In the data below, reproduce word for word every line from the one containing "Where can the lighthouse" through the end of the data.

======== RECORDS FOR THE EXERCISE

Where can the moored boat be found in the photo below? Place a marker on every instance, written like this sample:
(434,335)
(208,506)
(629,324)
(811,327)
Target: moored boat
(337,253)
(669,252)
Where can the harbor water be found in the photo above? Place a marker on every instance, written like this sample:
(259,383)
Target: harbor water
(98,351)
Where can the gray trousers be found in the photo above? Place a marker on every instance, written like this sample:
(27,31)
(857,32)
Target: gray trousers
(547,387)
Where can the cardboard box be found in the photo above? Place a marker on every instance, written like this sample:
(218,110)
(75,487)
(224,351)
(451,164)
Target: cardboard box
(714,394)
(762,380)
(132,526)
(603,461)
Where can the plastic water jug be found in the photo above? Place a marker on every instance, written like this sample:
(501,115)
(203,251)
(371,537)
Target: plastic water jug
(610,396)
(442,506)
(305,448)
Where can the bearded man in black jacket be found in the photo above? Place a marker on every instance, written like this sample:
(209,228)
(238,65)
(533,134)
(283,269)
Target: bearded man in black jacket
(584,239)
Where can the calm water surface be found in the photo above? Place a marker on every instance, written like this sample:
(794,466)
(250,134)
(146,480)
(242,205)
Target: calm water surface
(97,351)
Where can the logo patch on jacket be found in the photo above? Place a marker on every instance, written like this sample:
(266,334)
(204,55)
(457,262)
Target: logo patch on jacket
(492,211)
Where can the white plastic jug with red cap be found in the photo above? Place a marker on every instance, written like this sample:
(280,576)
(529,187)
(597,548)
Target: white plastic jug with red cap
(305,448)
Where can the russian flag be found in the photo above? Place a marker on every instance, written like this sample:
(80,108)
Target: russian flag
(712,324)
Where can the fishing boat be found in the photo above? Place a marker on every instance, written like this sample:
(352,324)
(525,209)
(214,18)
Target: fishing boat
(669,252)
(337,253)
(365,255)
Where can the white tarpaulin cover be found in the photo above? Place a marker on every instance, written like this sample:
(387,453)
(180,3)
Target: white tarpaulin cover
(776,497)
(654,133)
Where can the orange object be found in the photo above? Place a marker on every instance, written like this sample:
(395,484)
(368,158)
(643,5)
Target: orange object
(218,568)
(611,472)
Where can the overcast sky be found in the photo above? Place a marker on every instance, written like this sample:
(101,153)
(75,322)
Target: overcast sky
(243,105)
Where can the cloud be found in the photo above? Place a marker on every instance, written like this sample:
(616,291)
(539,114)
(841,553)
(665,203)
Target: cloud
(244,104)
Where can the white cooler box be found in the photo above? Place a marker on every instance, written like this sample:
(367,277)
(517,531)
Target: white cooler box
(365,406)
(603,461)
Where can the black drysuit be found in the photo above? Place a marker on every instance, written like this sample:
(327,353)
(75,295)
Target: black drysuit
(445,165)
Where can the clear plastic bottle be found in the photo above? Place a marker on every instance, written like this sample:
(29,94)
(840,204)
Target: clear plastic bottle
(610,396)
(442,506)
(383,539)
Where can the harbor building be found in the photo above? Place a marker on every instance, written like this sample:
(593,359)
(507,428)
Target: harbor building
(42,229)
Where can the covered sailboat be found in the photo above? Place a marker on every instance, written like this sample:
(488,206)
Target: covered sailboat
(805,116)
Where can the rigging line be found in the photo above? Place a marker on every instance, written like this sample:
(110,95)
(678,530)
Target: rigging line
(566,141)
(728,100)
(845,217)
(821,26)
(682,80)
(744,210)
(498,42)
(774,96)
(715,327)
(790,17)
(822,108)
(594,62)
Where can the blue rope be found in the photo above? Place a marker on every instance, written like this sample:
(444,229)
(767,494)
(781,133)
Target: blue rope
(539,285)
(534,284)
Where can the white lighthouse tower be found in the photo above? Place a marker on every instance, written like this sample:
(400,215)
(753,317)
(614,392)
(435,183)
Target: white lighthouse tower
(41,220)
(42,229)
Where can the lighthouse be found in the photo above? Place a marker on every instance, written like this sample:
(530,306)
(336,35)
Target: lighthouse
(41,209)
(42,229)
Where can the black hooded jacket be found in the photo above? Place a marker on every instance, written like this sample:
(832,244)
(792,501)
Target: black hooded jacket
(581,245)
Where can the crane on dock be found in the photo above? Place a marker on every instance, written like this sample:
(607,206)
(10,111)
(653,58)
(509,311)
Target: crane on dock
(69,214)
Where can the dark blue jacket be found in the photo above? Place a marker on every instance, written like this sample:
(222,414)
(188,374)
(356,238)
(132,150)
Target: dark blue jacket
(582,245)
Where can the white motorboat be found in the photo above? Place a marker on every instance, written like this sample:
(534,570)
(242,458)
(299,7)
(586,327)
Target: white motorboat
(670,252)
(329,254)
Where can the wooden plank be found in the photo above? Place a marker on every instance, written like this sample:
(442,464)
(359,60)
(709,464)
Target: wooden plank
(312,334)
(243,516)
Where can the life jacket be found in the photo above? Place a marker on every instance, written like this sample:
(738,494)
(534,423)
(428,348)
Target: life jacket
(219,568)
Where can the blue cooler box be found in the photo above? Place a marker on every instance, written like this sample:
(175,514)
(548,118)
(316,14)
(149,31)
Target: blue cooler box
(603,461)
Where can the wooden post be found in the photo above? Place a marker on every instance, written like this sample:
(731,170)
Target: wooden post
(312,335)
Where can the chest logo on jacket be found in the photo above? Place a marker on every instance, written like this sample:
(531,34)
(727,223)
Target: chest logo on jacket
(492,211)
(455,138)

================

_THE RESULT_.
Where can the lighthouse be found in the photo above? Place a marker on every instance, written like this sample:
(530,306)
(336,35)
Target: lighthouse
(41,209)
(42,229)
Where can the black hooded jacket be found in the photo above? Place a marker on every instance, written like this sample:
(832,244)
(792,501)
Target: black hooded jacket
(581,245)
Where can the crane on dock be found in the photo above? Place a marker on every instance, written like this sample:
(607,206)
(10,111)
(653,58)
(509,311)
Target: crane on dock
(69,214)
Where can the dark blue jacket be found in the photo above? Place a marker on every instance, written like this sample:
(222,414)
(188,374)
(356,238)
(132,150)
Target: dark blue jacket
(582,245)
Where can the white motorboat be found in the photo above? Place a marker on every instance, written like this sample:
(534,570)
(242,458)
(299,7)
(586,327)
Target: white motorboat
(670,252)
(329,254)
Where can the wooden plank be found in the photo above? Place a marker on every instance, written like this sample:
(442,464)
(359,60)
(709,464)
Target: wooden plank
(312,334)
(243,516)
Where can the life jacket be found in the photo above? Place a marker on every instance, written like this sample:
(738,494)
(534,423)
(428,348)
Target: life jacket
(219,568)
Where can the blue cooler box be found in the photo above? Place a marker on every instance, written like this sample:
(175,514)
(548,118)
(316,14)
(149,31)
Target: blue cooler box
(603,461)
Where can the wooden post be found in the photo above? Place a marker on every instance, written like this sample:
(731,170)
Target: wooden post
(312,335)
Where can the chest logo on jacket be found in the photo above? Place a marker on every instance, written like this sample:
(531,34)
(727,223)
Target: chest logo on jacket
(492,211)
(455,138)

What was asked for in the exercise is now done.